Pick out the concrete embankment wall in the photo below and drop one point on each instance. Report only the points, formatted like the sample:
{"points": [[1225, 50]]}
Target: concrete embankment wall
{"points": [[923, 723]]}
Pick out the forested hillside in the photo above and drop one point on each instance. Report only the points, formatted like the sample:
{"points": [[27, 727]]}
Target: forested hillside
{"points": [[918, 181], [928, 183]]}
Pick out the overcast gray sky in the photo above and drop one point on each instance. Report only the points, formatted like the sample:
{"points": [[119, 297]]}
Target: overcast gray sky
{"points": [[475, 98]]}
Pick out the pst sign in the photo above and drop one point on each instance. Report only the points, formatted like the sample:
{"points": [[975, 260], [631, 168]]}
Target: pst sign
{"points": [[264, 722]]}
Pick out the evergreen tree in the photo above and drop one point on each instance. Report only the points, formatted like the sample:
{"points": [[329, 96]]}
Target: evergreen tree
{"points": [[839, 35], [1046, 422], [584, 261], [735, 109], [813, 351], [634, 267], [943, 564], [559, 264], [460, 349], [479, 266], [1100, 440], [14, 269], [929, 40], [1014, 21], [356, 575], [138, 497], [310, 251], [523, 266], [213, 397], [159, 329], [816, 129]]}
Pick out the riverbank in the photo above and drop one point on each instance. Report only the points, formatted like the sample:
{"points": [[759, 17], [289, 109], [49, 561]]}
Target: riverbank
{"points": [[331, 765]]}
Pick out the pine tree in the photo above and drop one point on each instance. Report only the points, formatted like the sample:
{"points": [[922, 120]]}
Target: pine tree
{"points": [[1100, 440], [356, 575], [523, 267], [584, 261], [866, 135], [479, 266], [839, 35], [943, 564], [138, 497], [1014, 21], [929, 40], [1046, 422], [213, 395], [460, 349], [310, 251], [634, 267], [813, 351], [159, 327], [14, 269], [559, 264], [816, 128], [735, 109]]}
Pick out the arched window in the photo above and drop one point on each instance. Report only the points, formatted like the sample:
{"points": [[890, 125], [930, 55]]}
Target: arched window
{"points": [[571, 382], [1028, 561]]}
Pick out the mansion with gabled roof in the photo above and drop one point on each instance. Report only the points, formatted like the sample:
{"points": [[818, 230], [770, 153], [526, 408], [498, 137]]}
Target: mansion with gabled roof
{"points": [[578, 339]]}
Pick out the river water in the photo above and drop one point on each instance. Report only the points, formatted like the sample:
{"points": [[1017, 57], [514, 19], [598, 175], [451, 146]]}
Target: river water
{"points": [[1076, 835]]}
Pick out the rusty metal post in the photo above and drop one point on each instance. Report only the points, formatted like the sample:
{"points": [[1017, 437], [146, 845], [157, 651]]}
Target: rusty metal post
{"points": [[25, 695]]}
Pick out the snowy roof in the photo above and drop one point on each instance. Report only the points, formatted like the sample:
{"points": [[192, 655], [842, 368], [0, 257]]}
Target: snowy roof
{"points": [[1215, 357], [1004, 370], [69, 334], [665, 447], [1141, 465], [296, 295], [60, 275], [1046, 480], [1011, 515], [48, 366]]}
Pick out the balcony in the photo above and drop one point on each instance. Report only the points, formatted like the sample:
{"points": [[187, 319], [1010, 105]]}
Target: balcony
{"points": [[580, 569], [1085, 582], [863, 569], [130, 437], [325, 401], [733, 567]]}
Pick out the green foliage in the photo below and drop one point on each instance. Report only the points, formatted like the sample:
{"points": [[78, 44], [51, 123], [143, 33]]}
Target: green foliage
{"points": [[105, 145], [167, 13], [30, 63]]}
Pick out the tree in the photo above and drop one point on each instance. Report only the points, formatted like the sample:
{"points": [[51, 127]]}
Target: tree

- THE REQUEST -
Rewrite the part of the listing that opens with the line containing "Pick out the mansion" and closes with the line containing "Target: mansion with gabled roof", changing "gabled roof" to "hipped roof" and leaving everything else the same. Return only those lines.

- PROBLEM SOLUTION -
Pick out the mansion with hipped roof in the photo above and drop one point on each instance. Report only the points, formatted like the sample:
{"points": [[818, 230], [770, 153], [526, 408], [498, 137]]}
Target: mansion with hipped roof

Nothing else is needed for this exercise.